§ **Passage shown**
* * *
PJM MIC Briefs: Nov. 8, 2024

PJM Presents Issue Charge on Black Start Compensation

PJM’s Glen Boyle presented an issue charge focused on the potential for compensation for generators providing black start service to fall to zero in net cost of new entry (CONE) values in the 2025/26 Base Residual Auction (BRA). 

The problem statement says the drop in black start compensation would be an unintended consequence of a drop in net CONE that is likely to continue, or continue to go lower, in the following delivery year. Compensation is determined by multiplying net CONE, the amount of black start service provided and a 0.01 modifier for hydroelectric generators or 0.02 for combustion turbines and fuel-assured black start units. 

“This significant drop in revenues for resources on the Base Formula Rate may lead to black start units withdrawing from providing Black Start Service. This could result in reliability concerns or use of the reliability backstop if black start requirements can’t be met,” the problem statement says. 

Since black start is a voluntary service, Boyle said PJM is concerned that without proper compensation, generation may exit the market and leave PJM unable to procure resources for all zones. 

Stakeholders Endorse Expansion of Lost Opportunity Cost Credits for Renewables

The Market Implementation Committee endorsed revisions to Manual 28: Operating Agreement Accounting to include solar, hybrid and energy storage resources in the lost opportunity cost (LOC) credit calculation. The formula was developed for wind generation and is being expanded in accordance with FERC’s approval of PJM’s second phase of its hybrid resource rules (ER23-2484). (See “PJM Presents Conforming Revisions to Manual 28,” PJM MIC Briefs: Oct. 9, 2024.) 

The calculation multiplies the LOC deviation by real-time locational marginal prices, minus the total LOC offer, all of which is then divided into 12 months. The deviation is based on actual forecast output.
* * *
§ **Extracted entries**
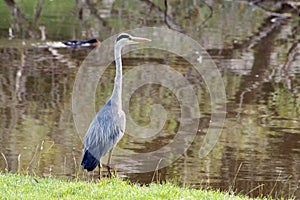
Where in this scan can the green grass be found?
[0,173,266,200]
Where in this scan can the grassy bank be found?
[0,173,264,200]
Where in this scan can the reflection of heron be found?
[81,33,151,178]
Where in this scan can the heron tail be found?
[81,150,100,171]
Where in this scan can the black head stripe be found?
[116,34,129,42]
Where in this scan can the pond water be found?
[0,1,300,198]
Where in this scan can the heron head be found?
[115,33,151,47]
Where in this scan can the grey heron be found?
[81,33,151,178]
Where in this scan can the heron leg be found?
[107,148,113,178]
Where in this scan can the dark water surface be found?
[0,1,300,198]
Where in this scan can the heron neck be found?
[111,46,122,110]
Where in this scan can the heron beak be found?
[131,37,151,43]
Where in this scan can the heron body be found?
[81,33,150,171]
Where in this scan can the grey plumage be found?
[81,33,150,171]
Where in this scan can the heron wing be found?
[84,99,125,159]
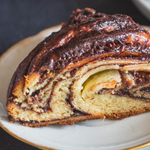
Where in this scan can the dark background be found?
[0,0,150,150]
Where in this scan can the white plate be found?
[0,26,150,150]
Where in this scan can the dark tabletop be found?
[0,0,150,150]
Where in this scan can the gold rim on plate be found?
[0,25,150,150]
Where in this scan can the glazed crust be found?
[7,8,150,127]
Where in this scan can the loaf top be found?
[8,8,150,103]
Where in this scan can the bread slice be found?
[7,8,150,127]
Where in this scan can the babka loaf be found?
[7,8,150,127]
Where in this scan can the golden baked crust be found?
[7,8,150,127]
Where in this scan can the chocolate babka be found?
[7,8,150,127]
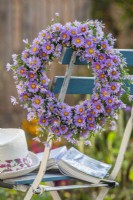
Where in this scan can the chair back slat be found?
[60,48,133,66]
[52,76,133,94]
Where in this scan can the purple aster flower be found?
[124,106,132,112]
[60,107,72,120]
[58,102,68,109]
[28,81,39,93]
[39,115,48,126]
[30,44,39,55]
[100,88,110,99]
[42,42,55,54]
[105,96,114,106]
[98,53,106,62]
[21,50,29,63]
[40,86,47,94]
[78,24,88,35]
[32,95,44,108]
[101,40,109,50]
[98,72,107,82]
[69,26,78,36]
[51,127,60,136]
[85,46,96,58]
[18,66,27,77]
[40,75,50,86]
[39,50,48,60]
[72,36,84,47]
[33,38,40,45]
[53,44,62,58]
[108,68,120,80]
[39,30,47,38]
[51,23,62,31]
[27,56,41,69]
[19,92,30,101]
[60,30,70,42]
[81,129,89,138]
[109,82,120,94]
[84,38,94,48]
[27,71,37,81]
[75,105,85,115]
[92,62,103,72]
[111,55,120,66]
[86,114,95,123]
[109,121,116,131]
[27,111,36,121]
[105,106,114,116]
[74,115,85,127]
[51,118,61,127]
[105,59,113,68]
[87,122,96,131]
[92,101,104,113]
[60,125,68,135]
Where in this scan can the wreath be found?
[7,16,129,143]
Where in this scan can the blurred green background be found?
[0,0,133,200]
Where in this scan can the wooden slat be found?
[52,76,133,94]
[61,48,133,66]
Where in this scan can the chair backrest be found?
[52,49,133,94]
[53,49,133,200]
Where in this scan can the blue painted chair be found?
[0,48,133,200]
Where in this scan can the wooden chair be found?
[0,48,133,200]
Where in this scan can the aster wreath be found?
[7,20,129,144]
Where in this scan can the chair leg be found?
[24,133,52,200]
[96,107,133,200]
[46,181,61,200]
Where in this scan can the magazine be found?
[37,146,111,183]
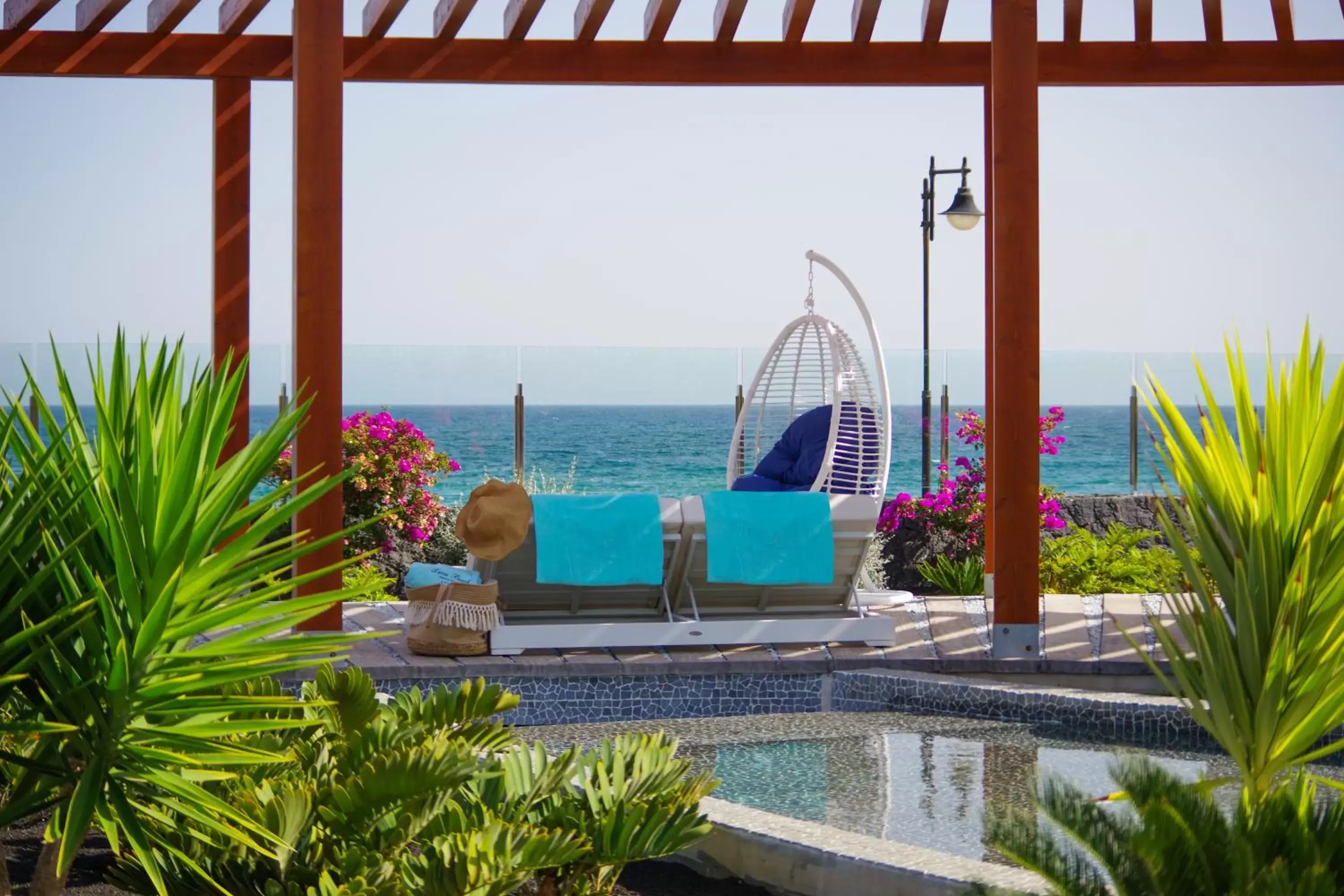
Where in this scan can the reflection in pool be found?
[524,713,1341,861]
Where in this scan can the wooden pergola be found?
[0,0,1344,658]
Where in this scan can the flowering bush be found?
[878,407,1066,556]
[273,411,462,556]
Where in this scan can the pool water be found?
[524,712,1344,861]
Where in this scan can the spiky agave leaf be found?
[1144,328,1344,799]
[0,333,382,892]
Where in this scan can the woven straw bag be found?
[406,582,500,657]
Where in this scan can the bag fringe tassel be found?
[406,599,500,631]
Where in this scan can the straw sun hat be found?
[457,479,532,560]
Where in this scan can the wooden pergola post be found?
[981,85,995,594]
[293,0,344,631]
[988,0,1040,658]
[211,78,251,461]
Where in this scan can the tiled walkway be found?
[333,594,1175,678]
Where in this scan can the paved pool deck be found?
[336,594,1173,680]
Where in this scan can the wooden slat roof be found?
[0,0,1344,85]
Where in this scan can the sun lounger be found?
[468,495,895,655]
[668,494,895,646]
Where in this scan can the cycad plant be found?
[1140,328,1344,802]
[976,759,1344,896]
[0,335,368,896]
[114,666,712,896]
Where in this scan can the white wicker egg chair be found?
[727,251,891,500]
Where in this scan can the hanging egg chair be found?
[727,251,891,498]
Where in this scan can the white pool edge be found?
[677,798,1048,896]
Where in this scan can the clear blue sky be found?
[0,0,1344,401]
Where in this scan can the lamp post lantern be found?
[919,156,985,491]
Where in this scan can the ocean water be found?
[251,405,1183,501]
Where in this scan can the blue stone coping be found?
[375,673,831,725]
[375,669,1344,759]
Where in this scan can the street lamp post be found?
[919,156,985,491]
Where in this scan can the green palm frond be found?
[976,758,1344,896]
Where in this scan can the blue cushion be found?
[732,402,882,494]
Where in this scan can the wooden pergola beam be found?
[1204,0,1226,43]
[4,0,58,32]
[1134,0,1153,43]
[981,85,997,582]
[986,0,1040,659]
[293,0,345,631]
[219,0,270,34]
[145,0,200,34]
[1064,0,1083,43]
[0,31,1344,87]
[434,0,476,40]
[574,0,612,40]
[784,0,816,43]
[211,78,251,461]
[1269,0,1290,42]
[919,0,948,43]
[644,0,681,43]
[504,0,543,40]
[849,0,882,43]
[75,0,130,34]
[714,0,747,43]
[363,0,406,38]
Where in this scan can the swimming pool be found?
[535,712,1344,862]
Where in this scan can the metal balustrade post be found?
[732,379,747,475]
[513,383,526,482]
[1129,383,1138,494]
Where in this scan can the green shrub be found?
[973,758,1344,896]
[113,666,714,896]
[341,563,396,600]
[1040,522,1185,594]
[915,555,985,595]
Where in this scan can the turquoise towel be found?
[532,494,663,586]
[704,491,835,584]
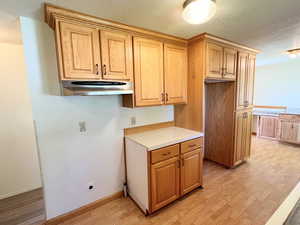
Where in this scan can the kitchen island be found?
[125,126,204,215]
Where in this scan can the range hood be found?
[62,80,133,96]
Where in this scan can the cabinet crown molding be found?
[44,3,187,45]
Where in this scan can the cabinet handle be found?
[95,63,99,75]
[189,144,196,148]
[103,64,106,75]
[162,152,171,156]
[161,93,165,102]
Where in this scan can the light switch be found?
[79,121,86,133]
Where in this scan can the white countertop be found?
[125,127,204,151]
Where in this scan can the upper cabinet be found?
[164,44,187,104]
[134,37,187,106]
[101,30,133,80]
[205,42,237,80]
[206,42,223,79]
[134,38,164,106]
[57,21,133,80]
[58,22,101,80]
[237,52,256,109]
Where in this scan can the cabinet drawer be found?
[151,144,179,164]
[181,137,203,154]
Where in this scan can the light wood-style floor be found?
[52,137,300,225]
[0,189,45,225]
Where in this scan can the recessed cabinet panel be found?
[60,22,101,79]
[134,38,164,106]
[151,157,180,211]
[233,111,252,165]
[164,44,187,104]
[181,148,203,195]
[101,30,133,80]
[206,43,223,79]
[223,48,237,80]
[246,55,256,106]
[237,53,248,108]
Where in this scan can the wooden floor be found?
[0,189,45,225]
[50,138,300,225]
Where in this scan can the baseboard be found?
[44,191,123,225]
[265,182,300,225]
[0,186,42,200]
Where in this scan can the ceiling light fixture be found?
[285,48,300,59]
[182,0,217,24]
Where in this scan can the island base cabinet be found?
[125,137,204,215]
[151,157,180,211]
[180,148,204,195]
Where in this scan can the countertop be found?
[253,108,300,116]
[125,127,204,151]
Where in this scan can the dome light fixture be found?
[182,0,217,24]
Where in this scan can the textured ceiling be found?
[0,0,300,62]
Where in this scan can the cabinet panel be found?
[246,55,256,106]
[60,22,101,79]
[181,148,203,195]
[101,30,133,80]
[280,120,300,143]
[233,111,252,165]
[258,116,278,139]
[223,48,237,80]
[237,52,248,108]
[206,42,223,79]
[164,44,187,104]
[151,157,180,211]
[134,38,164,106]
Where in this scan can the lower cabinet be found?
[278,114,300,144]
[180,148,203,195]
[151,157,180,211]
[126,137,204,214]
[232,110,252,166]
[257,116,278,139]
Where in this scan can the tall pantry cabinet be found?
[175,33,258,168]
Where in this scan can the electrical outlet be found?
[78,121,86,133]
[130,116,136,126]
[88,182,95,191]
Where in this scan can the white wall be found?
[0,43,41,199]
[254,58,300,108]
[21,17,173,219]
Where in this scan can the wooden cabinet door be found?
[151,157,180,212]
[134,37,164,106]
[280,120,300,143]
[245,55,256,107]
[243,111,253,160]
[59,22,101,80]
[205,42,223,79]
[164,44,187,104]
[258,116,278,139]
[236,52,248,109]
[233,111,252,165]
[180,148,203,195]
[223,48,237,80]
[233,112,244,165]
[101,30,133,80]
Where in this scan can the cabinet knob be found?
[161,93,165,102]
[95,63,99,75]
[103,64,106,75]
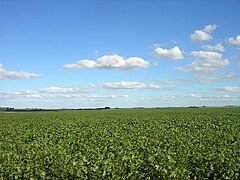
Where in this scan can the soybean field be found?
[0,108,240,180]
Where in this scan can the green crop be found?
[0,108,240,180]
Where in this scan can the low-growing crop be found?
[0,108,240,180]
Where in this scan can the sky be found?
[0,0,240,108]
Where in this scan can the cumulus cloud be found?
[195,73,240,83]
[176,51,229,73]
[187,94,240,102]
[152,46,183,60]
[63,55,149,70]
[227,35,240,49]
[101,81,162,89]
[161,80,192,85]
[40,87,87,93]
[191,24,217,42]
[218,86,240,92]
[0,63,39,80]
[202,43,225,52]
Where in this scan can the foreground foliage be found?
* * *
§ **Questions on the material**
1. In the PJM briefs, what modifier is applied to hydroelectric generators when black start compensation is calculated?
2. Duplicate the part of the PJM briefs starting at "Stakeholders Endorse Expansion" and ending at "Oct. 9, 2024.)".
3. Pick up the PJM market committee briefs where they stop and write what comes next.
The lines have no connection to the PJM briefs.

§ **Answers given**
1. 0.01

2.
Stakeholders Endorse Expansion of Lost Opportunity Cost Credits for Renewables

The Market Implementation Committee endorsed revisions to Manual 28: Operating Agreement Accounting to include solar, hybrid and energy storage resources in the lost opportunity cost (LOC) credit calculation. The formula was developed for wind generation and is being expanded in accordance with FERC’s approval of PJM’s second phase of its hybrid resource rules (ER23-2484). (See “PJM Presents Conforming Revisions to Manual 28,” PJM MIC Briefs: Oct. 9, 2024.)

3.
PJM Drafting Second Cluster of CIFP Manual Revisions

PJM’s Skyler Marzewski presented the RTO’s timeline for seeking revisions to several manuals to implement aspects of its capacity market changes drafted through the Critical Issue Fast Path (CIFP) process last year and approved by FERC in January. (See FERC Approves 1st PJM Proposal out of CIFP.) 

The changes include summer and winter capability testing, which would be codified in Manual 18: generation operational testing. That would require revisions to manuals 14D, 18 and 28, and attestation requirements for dual-fuel units, which would come with changes to Manual 11. 

The manual revisions are set to go for first reads and endorsement votes at the MIC and Operating Committee in the first quarter of 2025, with an endorsement vote possible at the Markets and Reliability Committee at its April meeting. The changes are intended to go into effect at the start of the 2025/26 delivery year. 

PJM Details Path Forward on Reactive Power

PJM Assistant General Counsel Thomas DeVita outlined PJM’s plan to remove the reactive power compensation component of the energy and ancillary service (EAS) offset in accordance with FERC’s order that RTOs cannot charge transmission customers for receiving reactive power within a standard range (RM22-2).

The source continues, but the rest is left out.